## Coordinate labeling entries
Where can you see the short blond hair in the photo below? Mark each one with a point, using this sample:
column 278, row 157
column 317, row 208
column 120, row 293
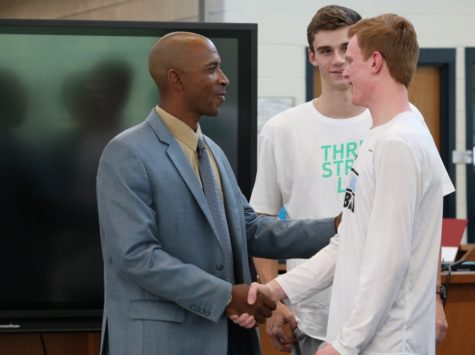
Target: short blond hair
column 395, row 38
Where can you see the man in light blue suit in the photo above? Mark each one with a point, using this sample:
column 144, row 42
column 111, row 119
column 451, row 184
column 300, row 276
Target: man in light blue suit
column 169, row 287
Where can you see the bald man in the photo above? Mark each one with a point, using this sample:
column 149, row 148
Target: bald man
column 171, row 279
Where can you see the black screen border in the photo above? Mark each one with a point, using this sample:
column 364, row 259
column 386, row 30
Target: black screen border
column 52, row 317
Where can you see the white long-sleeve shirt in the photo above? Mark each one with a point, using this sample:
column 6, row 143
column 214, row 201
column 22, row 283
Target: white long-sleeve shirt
column 385, row 263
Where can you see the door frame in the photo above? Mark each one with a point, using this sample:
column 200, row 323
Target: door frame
column 469, row 71
column 443, row 58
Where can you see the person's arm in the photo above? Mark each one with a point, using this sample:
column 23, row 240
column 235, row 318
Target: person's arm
column 267, row 270
column 441, row 324
column 385, row 259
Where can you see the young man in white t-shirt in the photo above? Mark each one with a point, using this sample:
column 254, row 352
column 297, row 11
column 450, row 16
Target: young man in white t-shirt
column 383, row 264
column 305, row 156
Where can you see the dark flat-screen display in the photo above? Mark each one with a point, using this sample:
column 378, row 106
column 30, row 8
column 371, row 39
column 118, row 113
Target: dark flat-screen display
column 66, row 88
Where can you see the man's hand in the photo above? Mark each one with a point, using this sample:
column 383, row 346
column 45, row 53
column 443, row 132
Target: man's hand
column 327, row 349
column 260, row 309
column 441, row 324
column 276, row 325
column 272, row 290
column 337, row 221
column 245, row 320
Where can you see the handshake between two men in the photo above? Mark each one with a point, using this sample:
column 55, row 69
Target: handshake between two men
column 252, row 304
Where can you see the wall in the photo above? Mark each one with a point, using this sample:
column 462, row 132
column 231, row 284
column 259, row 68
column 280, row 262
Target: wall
column 134, row 10
column 282, row 35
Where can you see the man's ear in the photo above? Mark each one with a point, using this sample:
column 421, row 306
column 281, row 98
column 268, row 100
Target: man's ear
column 377, row 62
column 174, row 77
column 311, row 58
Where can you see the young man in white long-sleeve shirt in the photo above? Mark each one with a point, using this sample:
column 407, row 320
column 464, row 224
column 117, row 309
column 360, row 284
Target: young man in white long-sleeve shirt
column 305, row 156
column 383, row 264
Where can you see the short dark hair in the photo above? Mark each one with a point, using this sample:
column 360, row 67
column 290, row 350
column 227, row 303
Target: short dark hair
column 330, row 18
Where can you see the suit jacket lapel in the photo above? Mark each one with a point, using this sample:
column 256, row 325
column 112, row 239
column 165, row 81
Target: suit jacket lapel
column 233, row 207
column 182, row 165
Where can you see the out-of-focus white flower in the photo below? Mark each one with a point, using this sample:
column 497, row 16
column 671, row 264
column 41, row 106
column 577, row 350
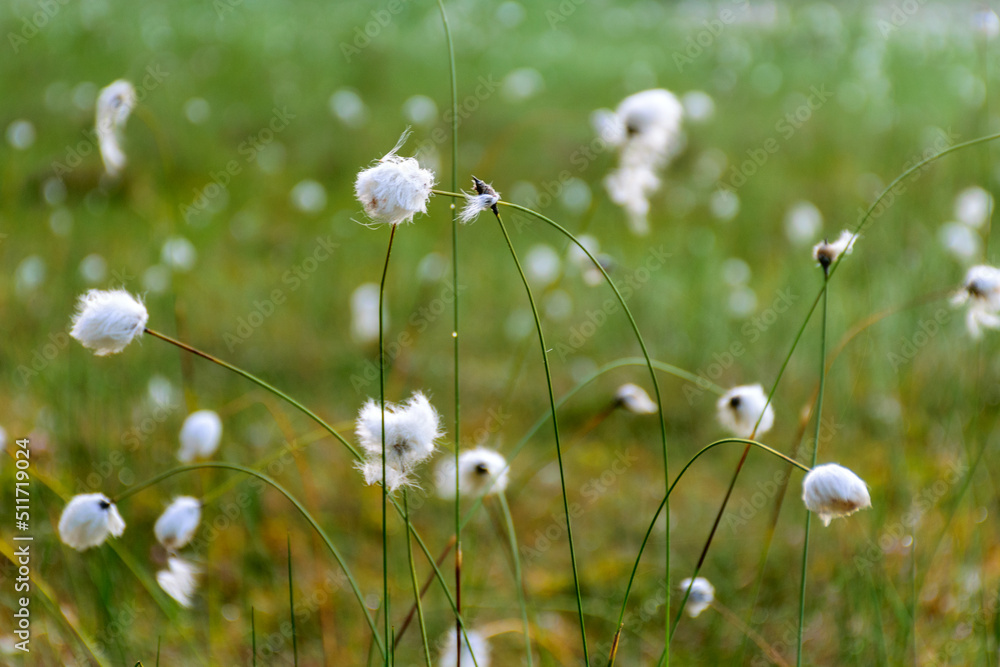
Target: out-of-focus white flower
column 702, row 595
column 833, row 491
column 485, row 197
column 88, row 519
column 634, row 398
column 114, row 104
column 826, row 252
column 481, row 471
column 475, row 645
column 981, row 291
column 395, row 189
column 107, row 321
column 200, row 436
column 740, row 408
column 179, row 580
column 410, row 432
column 178, row 523
column 364, row 313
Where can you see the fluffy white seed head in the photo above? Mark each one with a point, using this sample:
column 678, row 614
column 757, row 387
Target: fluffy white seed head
column 200, row 436
column 481, row 472
column 475, row 645
column 88, row 519
column 114, row 104
column 108, row 320
column 702, row 595
column 178, row 523
column 826, row 252
column 833, row 491
column 740, row 407
column 981, row 292
column 179, row 580
column 634, row 398
column 410, row 433
column 395, row 189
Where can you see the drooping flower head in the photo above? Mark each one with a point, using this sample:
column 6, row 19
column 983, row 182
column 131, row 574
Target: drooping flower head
column 114, row 104
column 826, row 253
column 178, row 523
column 981, row 291
column 200, row 436
column 481, row 471
column 410, row 431
column 108, row 320
column 88, row 519
column 634, row 398
column 833, row 491
column 485, row 198
column 179, row 580
column 740, row 408
column 702, row 595
column 395, row 189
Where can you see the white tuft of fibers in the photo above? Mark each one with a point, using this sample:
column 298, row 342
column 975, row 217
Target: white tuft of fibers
column 88, row 519
column 833, row 491
column 108, row 320
column 114, row 104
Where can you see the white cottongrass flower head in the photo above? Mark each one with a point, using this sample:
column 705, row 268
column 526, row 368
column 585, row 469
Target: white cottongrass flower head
column 833, row 491
column 826, row 252
column 114, row 104
column 702, row 595
column 179, row 580
column 395, row 189
column 200, row 436
column 634, row 398
column 410, row 431
column 178, row 523
column 740, row 408
column 481, row 471
column 981, row 291
column 485, row 198
column 476, row 645
column 88, row 519
column 108, row 320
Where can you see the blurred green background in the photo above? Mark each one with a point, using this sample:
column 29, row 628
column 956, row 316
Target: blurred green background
column 301, row 96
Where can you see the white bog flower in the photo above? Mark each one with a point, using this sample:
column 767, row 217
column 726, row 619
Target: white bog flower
column 178, row 523
column 481, row 472
column 114, row 104
column 833, row 491
column 634, row 398
column 200, row 436
column 702, row 594
column 88, row 519
column 410, row 432
column 981, row 291
column 179, row 580
column 108, row 320
column 826, row 252
column 475, row 645
column 395, row 189
column 740, row 408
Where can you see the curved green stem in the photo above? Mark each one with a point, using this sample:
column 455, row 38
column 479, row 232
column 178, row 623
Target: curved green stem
column 133, row 490
column 555, row 428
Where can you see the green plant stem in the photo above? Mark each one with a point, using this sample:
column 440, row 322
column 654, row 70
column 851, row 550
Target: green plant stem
column 518, row 577
column 385, row 491
column 416, row 585
column 663, row 504
column 555, row 428
column 133, row 490
column 819, row 418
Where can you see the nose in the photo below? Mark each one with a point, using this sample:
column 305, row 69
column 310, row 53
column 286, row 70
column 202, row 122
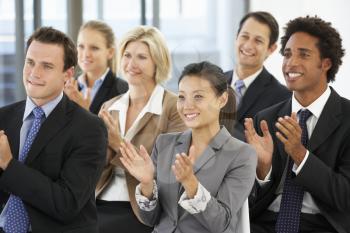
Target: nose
column 291, row 60
column 35, row 72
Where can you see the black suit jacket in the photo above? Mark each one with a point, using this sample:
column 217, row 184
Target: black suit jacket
column 111, row 87
column 262, row 93
column 58, row 178
column 326, row 173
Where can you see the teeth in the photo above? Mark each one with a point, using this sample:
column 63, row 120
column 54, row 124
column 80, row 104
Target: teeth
column 191, row 116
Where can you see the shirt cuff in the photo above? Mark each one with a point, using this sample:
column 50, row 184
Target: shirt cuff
column 266, row 180
column 198, row 203
column 296, row 169
column 143, row 202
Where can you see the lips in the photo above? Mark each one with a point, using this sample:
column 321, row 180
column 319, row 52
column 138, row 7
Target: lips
column 191, row 116
column 292, row 76
column 246, row 53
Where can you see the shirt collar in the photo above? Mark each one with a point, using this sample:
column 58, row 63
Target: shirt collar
column 248, row 80
column 82, row 79
column 315, row 107
column 154, row 104
column 47, row 108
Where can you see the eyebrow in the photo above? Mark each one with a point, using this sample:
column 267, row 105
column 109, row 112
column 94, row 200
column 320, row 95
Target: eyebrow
column 299, row 49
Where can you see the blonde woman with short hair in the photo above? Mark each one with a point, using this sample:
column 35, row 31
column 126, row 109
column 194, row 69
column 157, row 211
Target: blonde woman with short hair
column 138, row 116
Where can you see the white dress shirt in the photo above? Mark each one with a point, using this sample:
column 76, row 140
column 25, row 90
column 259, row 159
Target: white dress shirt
column 247, row 81
column 117, row 189
column 97, row 84
column 308, row 206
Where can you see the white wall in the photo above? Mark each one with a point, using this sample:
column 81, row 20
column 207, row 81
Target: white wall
column 335, row 11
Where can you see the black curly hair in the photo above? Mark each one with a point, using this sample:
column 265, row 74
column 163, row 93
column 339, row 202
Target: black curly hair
column 329, row 44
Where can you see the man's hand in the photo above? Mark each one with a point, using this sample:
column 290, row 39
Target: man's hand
column 114, row 138
column 290, row 135
column 72, row 91
column 5, row 151
column 262, row 145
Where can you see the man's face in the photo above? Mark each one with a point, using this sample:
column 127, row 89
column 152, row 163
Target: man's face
column 43, row 74
column 303, row 69
column 252, row 44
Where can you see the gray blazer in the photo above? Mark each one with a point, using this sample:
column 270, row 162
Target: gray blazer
column 226, row 169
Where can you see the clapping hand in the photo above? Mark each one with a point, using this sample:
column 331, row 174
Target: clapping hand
column 262, row 145
column 113, row 129
column 139, row 165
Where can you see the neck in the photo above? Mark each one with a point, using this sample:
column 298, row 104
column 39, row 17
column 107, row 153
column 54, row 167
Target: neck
column 201, row 137
column 139, row 95
column 244, row 72
column 91, row 77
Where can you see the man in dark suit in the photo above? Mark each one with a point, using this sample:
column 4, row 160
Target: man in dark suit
column 255, row 88
column 51, row 150
column 303, row 172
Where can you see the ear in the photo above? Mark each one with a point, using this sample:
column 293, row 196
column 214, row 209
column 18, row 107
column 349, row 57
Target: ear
column 326, row 64
column 111, row 52
column 69, row 73
column 223, row 99
column 271, row 49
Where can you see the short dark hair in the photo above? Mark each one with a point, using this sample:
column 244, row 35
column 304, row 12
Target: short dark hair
column 50, row 35
column 208, row 71
column 329, row 40
column 264, row 18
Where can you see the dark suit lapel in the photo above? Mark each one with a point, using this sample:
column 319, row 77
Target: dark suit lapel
column 218, row 141
column 102, row 93
column 253, row 93
column 228, row 76
column 182, row 145
column 330, row 119
column 13, row 132
column 50, row 127
column 143, row 121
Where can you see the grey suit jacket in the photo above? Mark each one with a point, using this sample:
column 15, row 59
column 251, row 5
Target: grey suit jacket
column 326, row 172
column 226, row 169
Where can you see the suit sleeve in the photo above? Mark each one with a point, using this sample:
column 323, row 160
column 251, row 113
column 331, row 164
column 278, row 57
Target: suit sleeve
column 330, row 186
column 234, row 189
column 62, row 198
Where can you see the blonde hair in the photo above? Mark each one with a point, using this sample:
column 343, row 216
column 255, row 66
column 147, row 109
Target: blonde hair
column 158, row 48
column 107, row 33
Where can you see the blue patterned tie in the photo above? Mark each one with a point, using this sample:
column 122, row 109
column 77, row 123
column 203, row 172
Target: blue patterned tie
column 17, row 220
column 239, row 85
column 292, row 196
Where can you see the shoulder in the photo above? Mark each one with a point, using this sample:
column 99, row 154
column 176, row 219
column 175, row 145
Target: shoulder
column 169, row 101
column 82, row 118
column 11, row 110
column 121, row 84
column 273, row 110
column 108, row 103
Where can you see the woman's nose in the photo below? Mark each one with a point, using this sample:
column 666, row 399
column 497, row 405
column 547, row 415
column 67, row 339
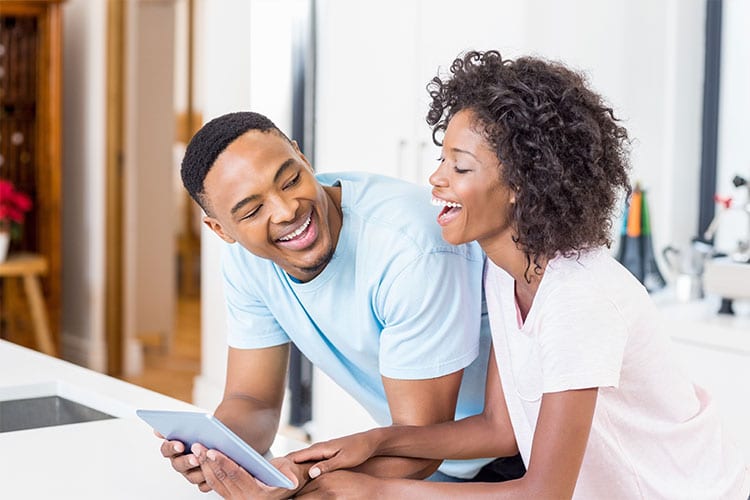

## INSTRUCTIONS TO FOLLOW
Can you substitute "coat lapel" for "suit jacket lapel" in the entries from the line with "Where can you see the suit jacket" up to and including the line with "column 182, row 165", changing nothing else, and return only those lines?

## SOLUTION TO THIS EXERCISE
Where can you see the coat lapel in the photo above? Mark each one with a point, using this sample:
column 256, row 325
column 112, row 239
column 165, row 81
Target: coat lapel
column 233, row 207
column 182, row 165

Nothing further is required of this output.